**** Extracted data
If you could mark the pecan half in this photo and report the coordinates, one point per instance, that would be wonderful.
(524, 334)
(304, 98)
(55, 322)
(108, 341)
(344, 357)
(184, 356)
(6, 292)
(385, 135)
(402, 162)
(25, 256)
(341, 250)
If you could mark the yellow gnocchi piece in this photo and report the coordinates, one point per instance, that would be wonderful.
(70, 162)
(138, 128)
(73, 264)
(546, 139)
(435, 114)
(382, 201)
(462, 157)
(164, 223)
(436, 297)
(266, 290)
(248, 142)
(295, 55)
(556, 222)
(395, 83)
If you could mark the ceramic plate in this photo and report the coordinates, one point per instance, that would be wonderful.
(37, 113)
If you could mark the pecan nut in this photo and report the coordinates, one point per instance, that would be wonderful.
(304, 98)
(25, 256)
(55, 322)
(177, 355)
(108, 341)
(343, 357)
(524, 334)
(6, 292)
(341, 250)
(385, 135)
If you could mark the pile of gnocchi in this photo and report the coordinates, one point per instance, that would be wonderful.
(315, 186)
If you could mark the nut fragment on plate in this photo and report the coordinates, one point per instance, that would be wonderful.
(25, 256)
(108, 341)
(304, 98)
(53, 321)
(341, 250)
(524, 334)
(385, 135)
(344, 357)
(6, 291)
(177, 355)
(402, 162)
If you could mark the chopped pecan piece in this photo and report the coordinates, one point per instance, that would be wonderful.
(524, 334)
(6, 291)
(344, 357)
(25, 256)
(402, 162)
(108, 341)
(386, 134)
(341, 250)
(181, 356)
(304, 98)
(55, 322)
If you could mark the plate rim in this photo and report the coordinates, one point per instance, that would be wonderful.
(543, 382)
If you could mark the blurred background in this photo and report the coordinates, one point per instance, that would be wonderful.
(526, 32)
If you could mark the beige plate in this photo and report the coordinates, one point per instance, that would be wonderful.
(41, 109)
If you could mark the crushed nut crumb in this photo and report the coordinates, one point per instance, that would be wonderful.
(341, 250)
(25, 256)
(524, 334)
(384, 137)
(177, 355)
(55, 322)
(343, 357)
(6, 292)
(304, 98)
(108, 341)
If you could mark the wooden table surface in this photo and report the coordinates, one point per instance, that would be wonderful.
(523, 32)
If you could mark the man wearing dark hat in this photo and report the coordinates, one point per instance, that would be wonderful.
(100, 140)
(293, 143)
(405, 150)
********
Do this - Write out every entry verbatim.

Final result -
If you could mark the pecan half in this photo and report the coordinates, one point per instance, that would be wonderful.
(524, 334)
(304, 98)
(55, 322)
(108, 341)
(344, 357)
(184, 356)
(6, 292)
(385, 135)
(402, 162)
(25, 256)
(341, 250)
If you could mark the yellow gnocchi piece in this photo and report the coordinates, one point per instance, that would be wonderful.
(70, 162)
(138, 128)
(73, 264)
(546, 139)
(435, 114)
(382, 201)
(462, 157)
(164, 223)
(436, 297)
(266, 290)
(248, 142)
(295, 55)
(556, 222)
(395, 83)
If you could mark the ceramic plate in this photo and report the coordinates, one point per instance, that would be wonderful.
(37, 113)
If you could mark the pecan nut in this photo and report the coordinates, one point per instance, that would be wonderful.
(304, 98)
(25, 256)
(55, 322)
(177, 355)
(108, 341)
(343, 357)
(524, 334)
(6, 292)
(341, 250)
(385, 135)
If you could mark the pile of gnocchi in this photo and report the coordinates, one point per instance, that would be wonderful.
(315, 186)
If you could mark the nut fragment on plate in this photo and report the coordinates, one point per instance, that would be wonderful.
(25, 256)
(108, 341)
(304, 98)
(53, 321)
(341, 250)
(524, 334)
(385, 135)
(344, 357)
(6, 291)
(177, 355)
(402, 162)
If you could mark the chopped pecan piece in this photo and report the coordinates, one point per instance, that would be wonderful.
(524, 334)
(6, 291)
(344, 357)
(25, 256)
(402, 162)
(108, 341)
(386, 134)
(341, 250)
(181, 356)
(304, 98)
(55, 322)
If you could mark the plate rim in this photo and report the coordinates, one point per instance, that would be wonderful.
(543, 382)
If you could mark the blurred background in this photo and report the coordinates, one point per instance, that would be wonderful.
(526, 32)
If you could mark the beige plate in this photo and report the coordinates, one point per instance, that would be wonderful.
(41, 109)
If you could mark the crushed nut crumb in this photo and report the coordinates, one point per instance, that would be wonderful.
(341, 250)
(25, 256)
(524, 334)
(384, 137)
(177, 355)
(55, 322)
(343, 357)
(6, 292)
(304, 98)
(108, 341)
If you could mark the wooden table surface in this photo and report the coordinates, one point per instance, that would be wonderful.
(523, 32)
If you could mark the man wearing dark hat in this photo and report the coordinates, one point per instance, that would be wonderful.
(100, 140)
(293, 143)
(405, 150)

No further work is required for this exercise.